FRAGMENTO FUENTE:
——————

Admiro la pobreza voluntaria, y la practico, pero no me molesta que haya personas ricas, incluso muy ricas. Su existencia contribuye al desarrollo de la arquitectura, la decoración de interiores, el diseño de modas y la alta cocina. La gente rica puede ser un factor de civilización y de cultura. Y siempre habrá gente que sueñe con la riqueza, entre otras cosas porque no tiene nada más con lo que soñar. No todos pueden escribir libros, recluirse en un monasterio, hacer descubrimientos científicos, inventar aparatos o ganar la carrera de maratón, —resultados que enriquecen al mundo. Lo que me molesta es que haya pobreza involuntaria e injusta, por la indiferencia o la maldad de los ricos, y de los pobres. En cuanto a la miseria que proviene de la mala actitud ante el trabajo, puede y debe ser paliada por la caridad, pero no tiene remedio. Nunca podrá garantizarse que todas las personas tengan una actitud positiva ante el trabajo, aunque el primer factor de civilización es educar a todos en ese culto.

——————

MATERIAL PROPORCIONADO:
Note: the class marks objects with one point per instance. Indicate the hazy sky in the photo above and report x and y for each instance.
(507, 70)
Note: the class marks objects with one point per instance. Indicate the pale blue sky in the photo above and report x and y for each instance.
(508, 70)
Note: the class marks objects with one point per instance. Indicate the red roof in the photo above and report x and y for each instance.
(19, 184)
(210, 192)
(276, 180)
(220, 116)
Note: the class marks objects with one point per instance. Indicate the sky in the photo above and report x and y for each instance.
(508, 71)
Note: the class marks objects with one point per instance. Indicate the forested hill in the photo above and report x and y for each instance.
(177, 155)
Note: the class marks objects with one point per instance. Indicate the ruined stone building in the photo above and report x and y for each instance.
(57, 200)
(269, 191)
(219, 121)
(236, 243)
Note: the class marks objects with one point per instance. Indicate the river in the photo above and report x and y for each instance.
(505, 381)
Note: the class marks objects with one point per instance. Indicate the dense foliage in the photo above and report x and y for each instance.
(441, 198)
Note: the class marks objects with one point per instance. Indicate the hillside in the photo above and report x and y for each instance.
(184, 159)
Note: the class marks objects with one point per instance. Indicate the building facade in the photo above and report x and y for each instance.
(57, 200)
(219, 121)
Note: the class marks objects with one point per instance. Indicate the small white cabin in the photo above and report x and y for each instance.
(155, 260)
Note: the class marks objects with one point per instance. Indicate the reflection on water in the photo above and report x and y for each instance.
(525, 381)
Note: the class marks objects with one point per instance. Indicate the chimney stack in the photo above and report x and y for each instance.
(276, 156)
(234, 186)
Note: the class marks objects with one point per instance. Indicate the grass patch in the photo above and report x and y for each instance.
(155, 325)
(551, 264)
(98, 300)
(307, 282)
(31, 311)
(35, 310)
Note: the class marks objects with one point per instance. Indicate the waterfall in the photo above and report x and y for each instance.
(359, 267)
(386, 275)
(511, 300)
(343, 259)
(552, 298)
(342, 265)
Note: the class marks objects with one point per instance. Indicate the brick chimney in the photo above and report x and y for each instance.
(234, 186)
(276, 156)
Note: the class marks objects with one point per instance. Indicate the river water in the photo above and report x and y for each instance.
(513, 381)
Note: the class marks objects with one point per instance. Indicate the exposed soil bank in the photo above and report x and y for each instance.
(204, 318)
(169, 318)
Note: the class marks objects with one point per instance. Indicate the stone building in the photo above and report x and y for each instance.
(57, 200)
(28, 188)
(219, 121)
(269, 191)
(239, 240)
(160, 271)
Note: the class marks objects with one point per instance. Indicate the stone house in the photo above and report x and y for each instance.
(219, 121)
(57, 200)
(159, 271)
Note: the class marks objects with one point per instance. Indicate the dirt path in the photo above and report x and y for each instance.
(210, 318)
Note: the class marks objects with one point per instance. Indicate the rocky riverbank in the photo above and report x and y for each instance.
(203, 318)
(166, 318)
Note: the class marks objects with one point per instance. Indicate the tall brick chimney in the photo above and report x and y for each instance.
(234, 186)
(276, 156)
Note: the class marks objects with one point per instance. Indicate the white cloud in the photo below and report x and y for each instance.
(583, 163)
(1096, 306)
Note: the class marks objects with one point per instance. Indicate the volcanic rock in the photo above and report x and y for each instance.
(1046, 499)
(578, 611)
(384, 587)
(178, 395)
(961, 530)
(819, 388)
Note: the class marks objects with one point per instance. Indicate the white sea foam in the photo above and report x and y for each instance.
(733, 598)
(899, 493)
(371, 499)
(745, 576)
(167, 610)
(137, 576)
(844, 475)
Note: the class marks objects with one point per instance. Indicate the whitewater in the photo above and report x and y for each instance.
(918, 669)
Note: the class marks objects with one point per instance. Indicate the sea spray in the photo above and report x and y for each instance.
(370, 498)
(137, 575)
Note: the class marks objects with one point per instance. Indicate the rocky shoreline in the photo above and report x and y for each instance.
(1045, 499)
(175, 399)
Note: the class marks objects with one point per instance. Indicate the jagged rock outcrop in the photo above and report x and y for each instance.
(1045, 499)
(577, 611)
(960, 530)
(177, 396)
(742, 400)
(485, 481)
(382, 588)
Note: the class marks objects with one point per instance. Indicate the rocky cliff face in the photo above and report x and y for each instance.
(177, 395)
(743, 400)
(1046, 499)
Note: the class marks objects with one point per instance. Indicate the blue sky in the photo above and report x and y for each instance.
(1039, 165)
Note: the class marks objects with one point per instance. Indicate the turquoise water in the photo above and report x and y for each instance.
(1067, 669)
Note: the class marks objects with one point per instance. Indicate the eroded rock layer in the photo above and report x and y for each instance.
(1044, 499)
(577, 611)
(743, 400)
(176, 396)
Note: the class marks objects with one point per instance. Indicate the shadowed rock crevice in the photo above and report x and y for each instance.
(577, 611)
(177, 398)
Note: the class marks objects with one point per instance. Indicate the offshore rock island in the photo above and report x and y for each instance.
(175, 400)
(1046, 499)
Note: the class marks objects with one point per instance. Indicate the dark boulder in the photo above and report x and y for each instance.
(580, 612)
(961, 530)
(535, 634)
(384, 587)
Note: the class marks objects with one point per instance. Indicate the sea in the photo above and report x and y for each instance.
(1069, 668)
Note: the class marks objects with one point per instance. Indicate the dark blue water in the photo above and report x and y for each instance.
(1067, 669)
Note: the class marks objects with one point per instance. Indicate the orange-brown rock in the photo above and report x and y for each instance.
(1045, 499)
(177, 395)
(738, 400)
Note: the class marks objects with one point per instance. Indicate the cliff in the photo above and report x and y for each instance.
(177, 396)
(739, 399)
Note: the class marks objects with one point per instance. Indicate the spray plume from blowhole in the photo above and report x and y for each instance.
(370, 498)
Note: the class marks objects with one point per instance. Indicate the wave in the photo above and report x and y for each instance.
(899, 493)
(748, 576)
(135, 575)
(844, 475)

——————

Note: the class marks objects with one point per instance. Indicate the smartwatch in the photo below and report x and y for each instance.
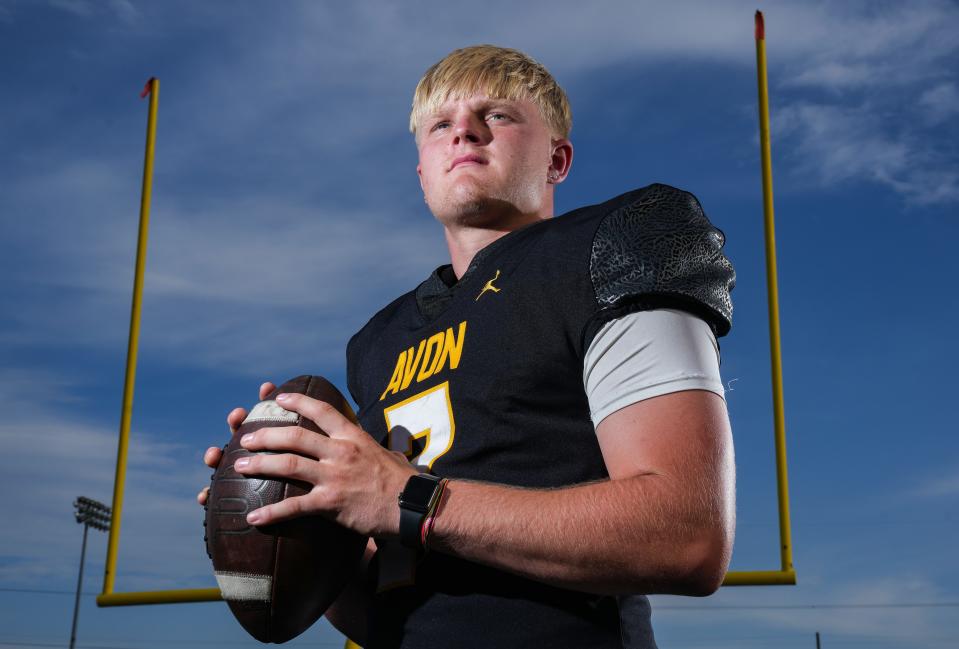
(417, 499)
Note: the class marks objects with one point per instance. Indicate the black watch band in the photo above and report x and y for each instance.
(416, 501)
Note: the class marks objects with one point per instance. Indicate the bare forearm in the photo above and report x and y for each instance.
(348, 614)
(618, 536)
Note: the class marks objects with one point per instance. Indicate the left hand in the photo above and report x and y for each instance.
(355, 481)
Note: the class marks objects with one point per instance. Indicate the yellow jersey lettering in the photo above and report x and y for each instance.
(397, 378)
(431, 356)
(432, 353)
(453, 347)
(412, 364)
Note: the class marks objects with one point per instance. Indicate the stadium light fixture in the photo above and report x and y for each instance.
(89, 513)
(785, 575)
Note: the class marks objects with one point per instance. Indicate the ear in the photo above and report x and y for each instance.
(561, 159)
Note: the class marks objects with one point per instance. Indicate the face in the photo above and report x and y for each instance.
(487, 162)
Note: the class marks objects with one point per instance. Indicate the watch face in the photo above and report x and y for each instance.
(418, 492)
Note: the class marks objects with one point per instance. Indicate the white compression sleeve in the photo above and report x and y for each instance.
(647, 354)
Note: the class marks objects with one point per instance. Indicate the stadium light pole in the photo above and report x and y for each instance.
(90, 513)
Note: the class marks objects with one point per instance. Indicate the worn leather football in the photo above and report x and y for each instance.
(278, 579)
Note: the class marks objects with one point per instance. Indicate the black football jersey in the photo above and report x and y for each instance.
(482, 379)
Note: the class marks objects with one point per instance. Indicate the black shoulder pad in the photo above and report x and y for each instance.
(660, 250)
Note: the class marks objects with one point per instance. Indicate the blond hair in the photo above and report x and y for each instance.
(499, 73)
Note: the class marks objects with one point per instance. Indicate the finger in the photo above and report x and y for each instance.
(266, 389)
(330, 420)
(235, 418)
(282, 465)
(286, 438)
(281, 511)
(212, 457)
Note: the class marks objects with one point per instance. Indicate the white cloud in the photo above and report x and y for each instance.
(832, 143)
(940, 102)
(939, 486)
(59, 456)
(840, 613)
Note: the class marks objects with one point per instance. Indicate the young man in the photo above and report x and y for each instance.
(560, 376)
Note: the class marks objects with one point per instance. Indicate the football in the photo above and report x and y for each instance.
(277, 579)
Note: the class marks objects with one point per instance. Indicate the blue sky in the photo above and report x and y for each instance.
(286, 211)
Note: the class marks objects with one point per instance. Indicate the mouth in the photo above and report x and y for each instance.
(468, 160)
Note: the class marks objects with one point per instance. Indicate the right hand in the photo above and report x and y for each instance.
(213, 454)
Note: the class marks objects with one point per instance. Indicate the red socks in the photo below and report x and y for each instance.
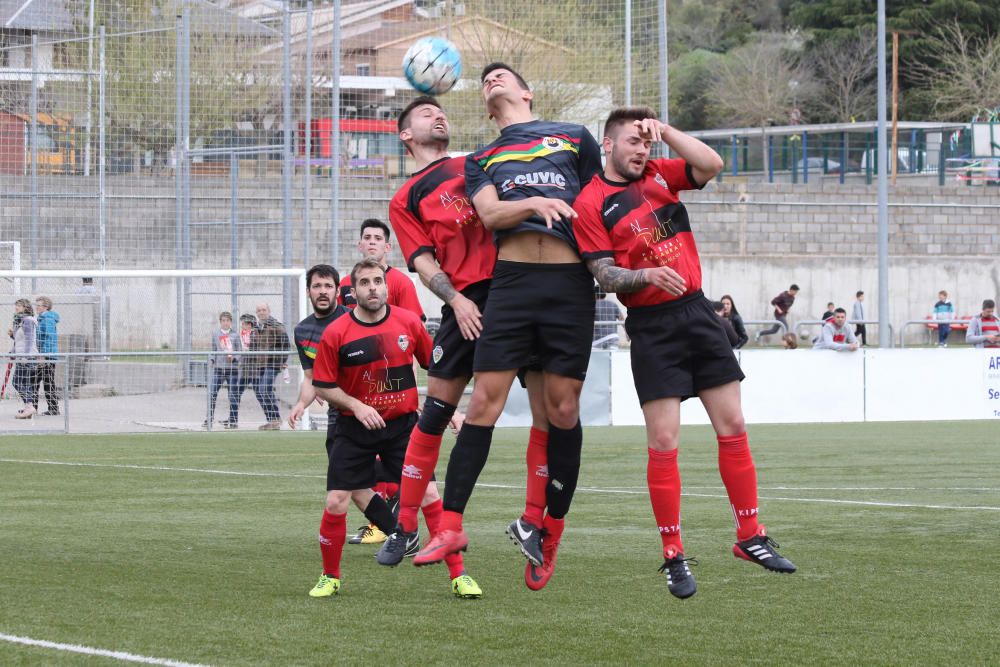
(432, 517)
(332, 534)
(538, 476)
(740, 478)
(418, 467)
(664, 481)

——————

TAREAS A REALIZAR:
[a] Según el fragmento sobre la pobreza y la riqueza, ¿por qué no tiene remedio la miseria que proviene de la mala actitud ante el trabajo? Responde en una a tres oraciones.
[b] ¿Qué señala el fragmento sobre la pobreza y la riqueza como el primer factor de civilización?
Los ítems no guardan relación con el fragmento.

RESPUESTAS:
[a] No tiene remedio porque nunca podrá garantizarse que todas las personas tengan una actitud positiva ante el trabajo. Por eso solo puede y debe ser paliada por la caridad.

[b] Educar a todos en el culto de una actitud positiva ante el trabajo.